====== Study text

Although St James the Less is now highly regarded – Pevsner described it as "one of the finest Gothic Revival churches anywhere" – views of its merits were not uniformly positive at the time of its construction. The British Almanac and Companion for 1864 complained of how, for the current generation of church architects,
 irregularity of outline seems now to be the guiding principle in designing a church, symmetry and simplicity the abiding terror of the Church architect. To avoid these, he will snip up the outside of his church into as many odd peaks and projections, and decorate it with as many 'bands', lines and dubious ornaments, as though he were a Nuremberg toy-maker.
The reviewer in The Ecclesiologist in 1861 was much more positive, however, commenting that Street had "stepped beyond the mere repetition of English mediaeval forms, to produce a building in which a free eclectic manipulation of parts has been grafted upon a system of polychromatic construction, having its basis on the fact that London is a brick town." The Illustrated London News contrasted the church with its impoverished surroundings, calling it "a lily among weeds".

============
====== Material provided

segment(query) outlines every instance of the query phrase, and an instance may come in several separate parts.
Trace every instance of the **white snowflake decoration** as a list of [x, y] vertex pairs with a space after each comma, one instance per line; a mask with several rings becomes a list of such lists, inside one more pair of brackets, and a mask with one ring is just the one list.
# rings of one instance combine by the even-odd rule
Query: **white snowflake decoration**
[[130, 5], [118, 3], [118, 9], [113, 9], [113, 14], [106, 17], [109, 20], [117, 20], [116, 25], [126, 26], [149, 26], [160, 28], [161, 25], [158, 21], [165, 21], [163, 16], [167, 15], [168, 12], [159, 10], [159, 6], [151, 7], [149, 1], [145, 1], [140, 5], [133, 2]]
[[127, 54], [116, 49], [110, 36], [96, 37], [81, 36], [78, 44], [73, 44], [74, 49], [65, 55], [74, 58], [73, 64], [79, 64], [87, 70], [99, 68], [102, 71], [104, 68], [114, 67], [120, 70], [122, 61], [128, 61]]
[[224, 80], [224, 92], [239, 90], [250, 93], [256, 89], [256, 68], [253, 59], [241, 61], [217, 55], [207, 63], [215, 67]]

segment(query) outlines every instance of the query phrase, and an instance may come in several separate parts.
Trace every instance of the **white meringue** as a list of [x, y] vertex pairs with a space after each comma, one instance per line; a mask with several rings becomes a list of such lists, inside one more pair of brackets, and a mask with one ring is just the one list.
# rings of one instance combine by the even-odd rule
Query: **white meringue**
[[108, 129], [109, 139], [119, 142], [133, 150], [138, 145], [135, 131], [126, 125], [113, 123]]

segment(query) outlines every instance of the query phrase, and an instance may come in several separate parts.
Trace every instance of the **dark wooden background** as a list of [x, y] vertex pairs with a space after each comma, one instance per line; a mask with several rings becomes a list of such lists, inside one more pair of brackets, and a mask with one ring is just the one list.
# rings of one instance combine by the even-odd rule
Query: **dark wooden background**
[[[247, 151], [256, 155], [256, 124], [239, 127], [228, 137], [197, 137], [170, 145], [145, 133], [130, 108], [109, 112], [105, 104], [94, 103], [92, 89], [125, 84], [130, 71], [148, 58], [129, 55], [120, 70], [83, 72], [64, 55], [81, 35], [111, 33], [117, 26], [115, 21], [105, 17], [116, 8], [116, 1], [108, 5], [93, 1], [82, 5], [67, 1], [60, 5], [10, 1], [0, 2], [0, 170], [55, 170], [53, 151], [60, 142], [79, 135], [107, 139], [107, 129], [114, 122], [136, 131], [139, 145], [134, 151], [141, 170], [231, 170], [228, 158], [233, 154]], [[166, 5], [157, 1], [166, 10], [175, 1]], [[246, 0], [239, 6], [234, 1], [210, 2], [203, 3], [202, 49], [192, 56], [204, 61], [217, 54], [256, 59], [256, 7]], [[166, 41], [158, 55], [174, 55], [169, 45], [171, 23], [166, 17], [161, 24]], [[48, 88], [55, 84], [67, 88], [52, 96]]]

============

- _Your assignment_:
Print the text on St James the Less word for word, everything from "Although St James" down to "a Nuremberg toy-maker.".

- _Expected answer_:
Although St James the Less is now highly regarded – Pevsner described it as "one of the finest Gothic Revival churches anywhere" – views of its merits were not uniformly positive at the time of its construction. The British Almanac and Companion for 1864 complained of how, for the current generation of church architects,
 irregularity of outline seems now to be the guiding principle in designing a church, symmetry and simplicity the abiding terror of the Church architect. To avoid these, he will snip up the outside of his church into as many odd peaks and projections, and decorate it with as many 'bands', lines and dubious ornaments, as though he were a Nuremberg toy-maker.